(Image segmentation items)
┄┄┄┄┄┄┄┄┄┄┄┄┄┄┄┄┄┄┄┄

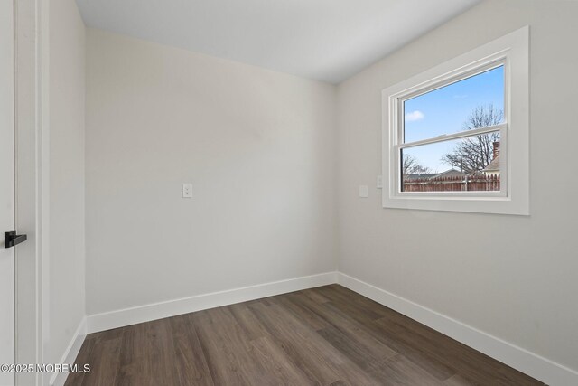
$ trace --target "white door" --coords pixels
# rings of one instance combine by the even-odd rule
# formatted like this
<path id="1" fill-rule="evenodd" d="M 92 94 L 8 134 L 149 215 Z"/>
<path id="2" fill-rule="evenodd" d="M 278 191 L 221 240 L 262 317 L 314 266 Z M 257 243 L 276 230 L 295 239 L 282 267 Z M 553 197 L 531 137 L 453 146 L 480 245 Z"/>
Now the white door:
<path id="1" fill-rule="evenodd" d="M 0 0 L 0 364 L 14 362 L 14 248 L 5 231 L 14 229 L 14 0 Z M 0 385 L 14 374 L 0 372 Z"/>

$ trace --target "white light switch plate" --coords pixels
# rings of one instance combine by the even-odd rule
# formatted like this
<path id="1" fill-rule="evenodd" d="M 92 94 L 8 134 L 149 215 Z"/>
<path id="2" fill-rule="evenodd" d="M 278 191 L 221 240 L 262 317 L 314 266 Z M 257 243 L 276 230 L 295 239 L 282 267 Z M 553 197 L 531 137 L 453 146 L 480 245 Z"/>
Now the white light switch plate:
<path id="1" fill-rule="evenodd" d="M 192 198 L 192 184 L 182 184 L 182 198 Z"/>
<path id="2" fill-rule="evenodd" d="M 359 197 L 369 197 L 369 187 L 368 185 L 359 185 Z"/>

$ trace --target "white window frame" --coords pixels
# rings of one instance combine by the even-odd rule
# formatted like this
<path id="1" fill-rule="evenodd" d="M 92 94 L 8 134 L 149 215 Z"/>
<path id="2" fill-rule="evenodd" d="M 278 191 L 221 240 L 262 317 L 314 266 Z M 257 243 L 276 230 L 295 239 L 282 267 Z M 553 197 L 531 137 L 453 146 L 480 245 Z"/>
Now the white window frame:
<path id="1" fill-rule="evenodd" d="M 529 214 L 529 28 L 523 27 L 382 91 L 383 207 Z M 405 144 L 404 101 L 504 67 L 504 123 Z M 499 192 L 401 192 L 401 149 L 499 131 Z"/>

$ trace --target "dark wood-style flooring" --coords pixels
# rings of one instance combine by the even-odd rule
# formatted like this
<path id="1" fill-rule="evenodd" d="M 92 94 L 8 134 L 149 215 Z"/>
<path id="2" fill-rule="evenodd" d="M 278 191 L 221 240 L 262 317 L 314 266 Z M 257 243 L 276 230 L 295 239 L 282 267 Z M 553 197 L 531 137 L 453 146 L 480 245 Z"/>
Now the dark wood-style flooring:
<path id="1" fill-rule="evenodd" d="M 339 285 L 89 334 L 66 385 L 537 385 Z"/>

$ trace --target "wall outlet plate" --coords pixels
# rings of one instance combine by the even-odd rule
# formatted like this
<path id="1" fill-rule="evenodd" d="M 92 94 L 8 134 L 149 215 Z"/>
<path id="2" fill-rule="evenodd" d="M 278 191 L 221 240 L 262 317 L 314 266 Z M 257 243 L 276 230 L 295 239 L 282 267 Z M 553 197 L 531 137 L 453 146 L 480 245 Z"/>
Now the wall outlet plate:
<path id="1" fill-rule="evenodd" d="M 192 198 L 192 184 L 182 184 L 182 198 Z"/>

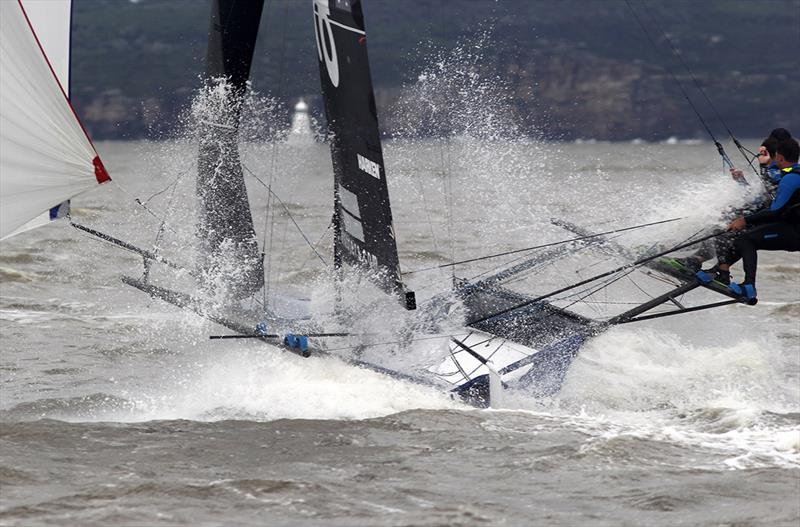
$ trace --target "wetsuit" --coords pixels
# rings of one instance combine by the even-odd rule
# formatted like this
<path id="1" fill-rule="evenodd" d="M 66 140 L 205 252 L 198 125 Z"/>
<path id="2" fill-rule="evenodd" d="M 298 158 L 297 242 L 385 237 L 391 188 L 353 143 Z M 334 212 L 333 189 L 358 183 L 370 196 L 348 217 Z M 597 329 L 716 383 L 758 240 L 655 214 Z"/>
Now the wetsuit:
<path id="1" fill-rule="evenodd" d="M 781 170 L 772 204 L 744 217 L 747 228 L 719 258 L 734 264 L 740 259 L 744 283 L 755 285 L 758 251 L 800 251 L 800 164 Z"/>

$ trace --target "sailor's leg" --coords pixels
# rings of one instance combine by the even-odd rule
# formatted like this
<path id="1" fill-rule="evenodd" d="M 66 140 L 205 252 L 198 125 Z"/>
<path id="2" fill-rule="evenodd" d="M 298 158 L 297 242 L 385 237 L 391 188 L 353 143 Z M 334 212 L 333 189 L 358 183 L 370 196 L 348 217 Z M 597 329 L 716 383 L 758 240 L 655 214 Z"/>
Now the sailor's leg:
<path id="1" fill-rule="evenodd" d="M 723 271 L 727 272 L 731 265 L 738 262 L 742 257 L 734 244 L 736 238 L 737 234 L 731 232 L 718 236 L 716 239 L 717 262 L 719 263 L 719 268 Z"/>
<path id="2" fill-rule="evenodd" d="M 736 252 L 742 257 L 742 267 L 744 267 L 744 283 L 756 283 L 756 268 L 758 267 L 758 251 L 755 242 L 750 236 L 751 233 L 745 232 L 734 240 L 733 245 Z"/>

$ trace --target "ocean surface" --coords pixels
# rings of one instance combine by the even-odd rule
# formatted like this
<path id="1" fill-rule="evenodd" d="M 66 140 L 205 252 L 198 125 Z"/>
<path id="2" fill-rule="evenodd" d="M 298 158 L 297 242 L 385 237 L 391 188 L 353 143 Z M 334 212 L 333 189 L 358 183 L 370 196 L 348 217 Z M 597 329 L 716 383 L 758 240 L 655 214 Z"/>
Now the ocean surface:
<path id="1" fill-rule="evenodd" d="M 191 265 L 191 145 L 98 150 L 114 182 L 76 198 L 73 219 Z M 747 199 L 709 143 L 390 140 L 385 162 L 404 272 L 574 236 L 551 218 L 682 218 L 615 238 L 678 243 Z M 285 205 L 248 176 L 270 292 L 326 305 L 328 147 L 254 143 L 244 164 Z M 618 256 L 581 253 L 515 286 L 555 289 Z M 424 306 L 513 258 L 407 280 Z M 0 245 L 0 525 L 796 527 L 800 254 L 759 259 L 757 306 L 615 327 L 557 395 L 477 410 L 336 352 L 209 340 L 227 331 L 121 283 L 141 275 L 137 255 L 64 223 L 17 236 Z M 609 288 L 602 307 L 632 294 Z M 391 334 L 386 313 L 359 329 Z M 407 365 L 441 341 L 403 348 Z"/>

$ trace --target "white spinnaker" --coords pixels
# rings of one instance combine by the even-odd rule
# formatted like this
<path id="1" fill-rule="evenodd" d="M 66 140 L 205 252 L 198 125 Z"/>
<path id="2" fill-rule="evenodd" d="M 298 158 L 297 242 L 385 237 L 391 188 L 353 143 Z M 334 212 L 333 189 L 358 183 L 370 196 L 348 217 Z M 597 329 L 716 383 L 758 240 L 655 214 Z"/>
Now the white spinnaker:
<path id="1" fill-rule="evenodd" d="M 109 180 L 56 69 L 66 80 L 70 11 L 57 5 L 64 3 L 26 0 L 30 19 L 22 2 L 0 1 L 0 239 Z M 47 37 L 38 38 L 34 23 Z M 45 42 L 62 48 L 55 63 Z"/>

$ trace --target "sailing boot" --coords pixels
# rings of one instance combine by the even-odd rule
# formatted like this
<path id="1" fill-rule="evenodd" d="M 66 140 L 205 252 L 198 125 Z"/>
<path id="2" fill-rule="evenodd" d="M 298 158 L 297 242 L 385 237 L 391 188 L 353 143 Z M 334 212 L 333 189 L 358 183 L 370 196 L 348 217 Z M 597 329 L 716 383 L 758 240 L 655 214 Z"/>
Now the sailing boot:
<path id="1" fill-rule="evenodd" d="M 675 278 L 686 279 L 700 271 L 702 262 L 697 258 L 660 258 L 653 262 L 653 268 Z"/>

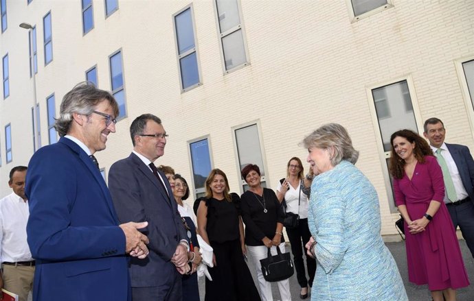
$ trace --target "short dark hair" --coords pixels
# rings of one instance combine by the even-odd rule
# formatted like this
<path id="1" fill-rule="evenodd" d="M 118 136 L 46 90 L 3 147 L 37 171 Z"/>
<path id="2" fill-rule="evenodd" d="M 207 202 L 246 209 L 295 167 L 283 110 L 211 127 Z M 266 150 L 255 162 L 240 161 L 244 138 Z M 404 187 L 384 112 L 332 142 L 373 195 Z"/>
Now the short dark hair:
<path id="1" fill-rule="evenodd" d="M 153 120 L 158 124 L 161 124 L 161 119 L 153 114 L 142 114 L 135 118 L 130 125 L 130 136 L 132 139 L 133 146 L 135 146 L 135 136 L 143 134 L 148 120 Z"/>
<path id="2" fill-rule="evenodd" d="M 13 167 L 12 170 L 10 171 L 10 180 L 8 181 L 8 182 L 11 184 L 13 178 L 13 173 L 14 173 L 15 171 L 25 171 L 27 169 L 28 167 L 23 165 L 15 166 L 14 167 Z"/>
<path id="3" fill-rule="evenodd" d="M 190 186 L 188 184 L 188 182 L 186 182 L 186 179 L 183 178 L 179 173 L 177 173 L 174 175 L 174 180 L 181 180 L 184 184 L 186 184 L 186 192 L 184 193 L 184 195 L 183 195 L 181 200 L 188 200 L 188 197 L 190 196 Z"/>
<path id="4" fill-rule="evenodd" d="M 245 165 L 244 168 L 242 169 L 242 171 L 240 172 L 242 178 L 243 178 L 244 180 L 245 180 L 245 178 L 247 178 L 247 175 L 248 175 L 249 173 L 253 170 L 254 170 L 257 173 L 258 173 L 258 176 L 262 176 L 260 174 L 260 169 L 258 168 L 258 165 L 255 164 L 247 164 L 247 165 Z"/>
<path id="5" fill-rule="evenodd" d="M 431 117 L 429 118 L 425 121 L 425 124 L 423 125 L 423 130 L 425 131 L 424 132 L 427 133 L 428 132 L 428 125 L 429 124 L 436 124 L 441 123 L 442 125 L 442 127 L 444 128 L 444 123 L 442 123 L 441 119 L 438 119 L 436 117 Z"/>
<path id="6" fill-rule="evenodd" d="M 112 95 L 95 87 L 90 82 L 80 82 L 63 97 L 60 106 L 59 117 L 56 119 L 54 128 L 63 137 L 69 131 L 73 113 L 85 116 L 92 114 L 95 106 L 106 100 L 113 110 L 115 117 L 119 115 L 118 104 Z"/>

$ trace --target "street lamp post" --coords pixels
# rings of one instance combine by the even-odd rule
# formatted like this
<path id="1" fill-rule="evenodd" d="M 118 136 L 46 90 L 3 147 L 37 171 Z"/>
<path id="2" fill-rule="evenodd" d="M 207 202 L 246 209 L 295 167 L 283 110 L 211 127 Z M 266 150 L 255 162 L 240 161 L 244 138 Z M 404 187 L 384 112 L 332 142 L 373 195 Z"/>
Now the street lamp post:
<path id="1" fill-rule="evenodd" d="M 39 136 L 36 132 L 36 104 L 38 101 L 36 99 L 36 73 L 34 71 L 34 53 L 33 53 L 33 26 L 23 23 L 20 24 L 20 27 L 28 29 L 30 40 L 30 53 L 31 56 L 30 64 L 31 66 L 32 78 L 33 80 L 33 152 L 34 152 L 36 149 L 36 146 L 39 147 Z"/>

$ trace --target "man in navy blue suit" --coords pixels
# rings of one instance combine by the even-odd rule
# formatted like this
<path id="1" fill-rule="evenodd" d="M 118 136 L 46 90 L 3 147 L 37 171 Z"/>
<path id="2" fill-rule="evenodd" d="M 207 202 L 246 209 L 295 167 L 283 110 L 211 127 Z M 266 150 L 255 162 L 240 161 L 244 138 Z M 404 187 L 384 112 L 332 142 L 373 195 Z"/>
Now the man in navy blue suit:
<path id="1" fill-rule="evenodd" d="M 163 155 L 168 135 L 151 114 L 137 117 L 130 135 L 133 150 L 111 167 L 109 186 L 121 222 L 148 222 L 150 254 L 131 261 L 133 299 L 182 301 L 180 274 L 190 269 L 186 231 L 170 183 L 153 163 Z"/>
<path id="2" fill-rule="evenodd" d="M 444 143 L 446 129 L 441 120 L 427 119 L 424 130 L 443 169 L 444 203 L 453 224 L 455 229 L 459 226 L 474 257 L 474 160 L 466 146 Z"/>
<path id="3" fill-rule="evenodd" d="M 61 139 L 39 149 L 28 166 L 27 241 L 36 260 L 33 300 L 131 300 L 127 257 L 145 258 L 146 223 L 119 224 L 95 152 L 115 132 L 113 97 L 81 83 L 63 99 Z"/>

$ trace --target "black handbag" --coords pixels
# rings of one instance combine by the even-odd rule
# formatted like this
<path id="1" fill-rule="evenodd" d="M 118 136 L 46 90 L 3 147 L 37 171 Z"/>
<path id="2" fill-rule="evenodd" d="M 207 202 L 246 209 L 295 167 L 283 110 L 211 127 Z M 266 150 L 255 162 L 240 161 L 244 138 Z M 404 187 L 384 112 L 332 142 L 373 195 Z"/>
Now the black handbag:
<path id="1" fill-rule="evenodd" d="M 284 180 L 284 179 L 282 179 L 280 180 L 280 183 L 282 183 L 283 181 Z M 300 204 L 301 202 L 301 184 L 300 185 L 300 195 L 298 196 L 298 208 L 300 208 Z M 283 201 L 282 202 L 282 208 L 283 209 L 283 214 L 284 215 L 284 217 L 283 219 L 283 226 L 284 226 L 286 228 L 296 228 L 300 224 L 300 215 L 293 213 L 291 212 L 286 212 L 286 201 L 285 201 L 284 199 L 283 199 Z"/>
<path id="2" fill-rule="evenodd" d="M 268 256 L 260 259 L 263 278 L 270 282 L 288 279 L 295 273 L 290 252 L 282 253 L 279 246 L 277 245 L 276 248 L 276 255 L 272 256 L 269 248 Z"/>
<path id="3" fill-rule="evenodd" d="M 400 219 L 395 221 L 395 228 L 398 231 L 398 234 L 402 239 L 405 240 L 405 227 L 403 226 L 403 217 L 402 217 L 401 215 L 400 215 Z M 402 233 L 403 235 L 402 235 Z"/>

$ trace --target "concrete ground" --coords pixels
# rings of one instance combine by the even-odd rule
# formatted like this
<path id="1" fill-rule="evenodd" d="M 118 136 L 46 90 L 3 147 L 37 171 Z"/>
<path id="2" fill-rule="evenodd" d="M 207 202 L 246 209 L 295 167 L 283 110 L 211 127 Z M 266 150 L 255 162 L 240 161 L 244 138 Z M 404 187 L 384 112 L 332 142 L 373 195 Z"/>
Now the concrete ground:
<path id="1" fill-rule="evenodd" d="M 469 250 L 466 245 L 466 242 L 464 240 L 460 240 L 460 245 L 461 246 L 461 252 L 462 252 L 462 257 L 464 260 L 466 269 L 467 269 L 468 276 L 471 285 L 468 287 L 460 289 L 458 290 L 458 300 L 457 301 L 474 301 L 474 258 L 471 255 Z M 429 301 L 431 300 L 431 295 L 428 291 L 428 287 L 427 285 L 418 286 L 408 282 L 408 270 L 407 269 L 406 252 L 405 248 L 405 242 L 394 242 L 386 243 L 387 247 L 389 248 L 392 254 L 393 255 L 398 270 L 403 279 L 407 294 L 410 301 Z M 291 250 L 287 248 L 286 250 Z M 248 261 L 249 269 L 253 276 L 253 281 L 256 286 L 258 289 L 258 284 L 256 281 L 256 273 L 255 267 L 251 263 L 251 260 Z M 201 300 L 204 301 L 205 295 L 205 285 L 204 278 L 199 279 L 199 293 L 201 295 Z M 273 292 L 273 300 L 275 301 L 280 301 L 280 293 L 278 288 L 275 284 L 272 284 L 272 290 Z M 296 274 L 294 274 L 290 278 L 290 290 L 291 291 L 292 300 L 293 301 L 301 300 L 300 299 L 300 285 L 296 280 Z M 310 298 L 306 299 L 309 300 Z M 223 300 L 225 301 L 225 300 Z M 343 300 L 341 300 L 343 301 Z M 380 300 L 384 301 L 384 300 Z"/>

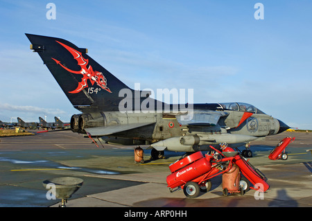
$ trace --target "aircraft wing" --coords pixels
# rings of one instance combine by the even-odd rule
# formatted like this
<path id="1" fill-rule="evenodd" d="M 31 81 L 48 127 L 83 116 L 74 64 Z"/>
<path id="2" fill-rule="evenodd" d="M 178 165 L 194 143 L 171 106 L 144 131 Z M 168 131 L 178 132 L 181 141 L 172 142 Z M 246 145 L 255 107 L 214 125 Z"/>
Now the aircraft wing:
<path id="1" fill-rule="evenodd" d="M 190 126 L 215 126 L 220 118 L 229 115 L 227 112 L 211 110 L 196 111 L 188 114 L 176 116 L 177 122 L 184 125 Z"/>
<path id="2" fill-rule="evenodd" d="M 111 126 L 109 125 L 105 127 L 90 127 L 85 128 L 85 130 L 88 132 L 92 136 L 103 136 L 141 127 L 143 126 L 146 126 L 152 123 L 155 123 L 155 122 L 120 124 Z"/>

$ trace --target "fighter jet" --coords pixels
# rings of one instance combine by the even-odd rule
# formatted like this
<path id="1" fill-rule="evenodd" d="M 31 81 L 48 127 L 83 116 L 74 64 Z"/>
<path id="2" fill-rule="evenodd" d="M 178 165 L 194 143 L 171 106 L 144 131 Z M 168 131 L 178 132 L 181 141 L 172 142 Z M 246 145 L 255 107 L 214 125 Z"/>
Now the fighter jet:
<path id="1" fill-rule="evenodd" d="M 46 129 L 55 129 L 54 122 L 48 123 L 40 116 L 39 117 L 39 126 Z"/>
<path id="2" fill-rule="evenodd" d="M 23 127 L 25 129 L 29 128 L 29 129 L 37 129 L 38 128 L 38 123 L 35 122 L 24 122 L 23 120 L 21 120 L 20 118 L 17 118 L 17 125 Z"/>
<path id="3" fill-rule="evenodd" d="M 55 116 L 54 120 L 55 121 L 55 127 L 58 129 L 64 129 L 70 127 L 70 123 L 63 123 L 59 118 Z"/>
<path id="4" fill-rule="evenodd" d="M 78 48 L 60 38 L 26 34 L 73 106 L 74 132 L 119 143 L 148 144 L 154 159 L 164 150 L 196 152 L 227 143 L 237 147 L 289 128 L 243 103 L 166 104 L 133 90 Z M 248 150 L 249 151 L 249 150 Z"/>
<path id="5" fill-rule="evenodd" d="M 0 127 L 12 127 L 16 126 L 16 123 L 7 123 L 0 121 Z"/>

┄┄┄┄┄┄┄┄┄┄┄┄┄┄┄┄┄┄┄┄

# GIVEN TASK:
List every line of the items above that contains the string "sailing", matching case exactly.

# ANSWER TO THE PROBLEM:
$ trace --target "sailing boot" --coords pixels
Now the sailing boot:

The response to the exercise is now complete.